• **Your task**: Rewrite the part of the text on long-horizon agent training below, starting with "More and more, modern" and going on through "long-horizon agent training.", with "executors" changed to "doers".

• **Provided text**:

========

More and more, modern LLM agents are being used as executors to "get one complex thing done," from Claude Code to Codex, where multi-step debugging and repeated decision-making have become the norm. However, a counter-intuitive finding has emerged: have the same agent perform a task with "identical reasoning complexity, just more steps," and its training will outright collapse. This paper isolates "number of task steps" as a variable for study and delivers a systematic empirical conclusion: horizon length itself is the fundamental bottleneck in long-horizon agent training.
[Figure 1: Overview of the paper's contributions] The paper studies long-horizon LLM agent training from a horizon perspective, pointing out that horizon length is the fundamental bottleneck and demonstrating that horizon reduction can stabilize RL while enhancing the model's generalization tendency to longer tasks.
Figure 1
What Exactly Makes Long Tasks So Hard
Existing research on long-horizon agents mostly follows two paths: either doing context engineering and workflow orchestration at the system level, or performing SFT and RL at the model level. But the paper points out that these works are largely incremental extensions of the single-turn paradigm, ignoring the impact of horizon length as an independent variable on training dynamics.

========

• **Record set**:
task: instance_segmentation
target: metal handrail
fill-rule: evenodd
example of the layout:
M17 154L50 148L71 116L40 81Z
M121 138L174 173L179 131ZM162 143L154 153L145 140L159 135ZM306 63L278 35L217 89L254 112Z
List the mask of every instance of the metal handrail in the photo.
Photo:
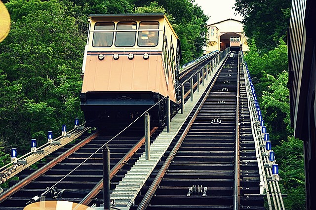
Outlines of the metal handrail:
M239 55L238 56L238 66L237 70L237 96L236 105L236 139L235 142L235 167L234 195L234 209L239 209Z

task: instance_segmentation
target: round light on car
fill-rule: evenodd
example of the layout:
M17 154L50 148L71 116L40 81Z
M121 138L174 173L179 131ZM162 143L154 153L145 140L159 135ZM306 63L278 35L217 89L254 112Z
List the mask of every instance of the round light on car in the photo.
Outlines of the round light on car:
M145 60L147 60L149 58L149 55L148 53L144 53L144 55L143 55L143 58Z
M133 53L129 53L128 55L127 55L127 57L128 57L128 59L133 60L134 58L134 54Z
M118 53L115 53L113 55L113 58L114 60L118 60L119 58L119 55Z
M99 58L99 60L102 61L102 60L104 59L104 55L103 55L103 54L99 54L98 55L98 58Z

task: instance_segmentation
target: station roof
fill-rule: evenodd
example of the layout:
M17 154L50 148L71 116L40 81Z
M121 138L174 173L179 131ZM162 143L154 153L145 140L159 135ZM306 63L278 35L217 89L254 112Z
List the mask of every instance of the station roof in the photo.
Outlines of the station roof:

========

• **Result for this exercise**:
More and more, modern LLM agents are being used as doers to "get one complex thing done," from Claude Code to Codex, where multi-step debugging and repeated decision-making have become the norm. However, a counter-intuitive finding has emerged: have the same agent perform a task with "identical reasoning complexity, just more steps," and its training will outright collapse. This paper isolates "number of task steps" as a variable for study and delivers a systematic empirical conclusion: horizon length itself is the fundamental bottleneck in long-horizon agent training.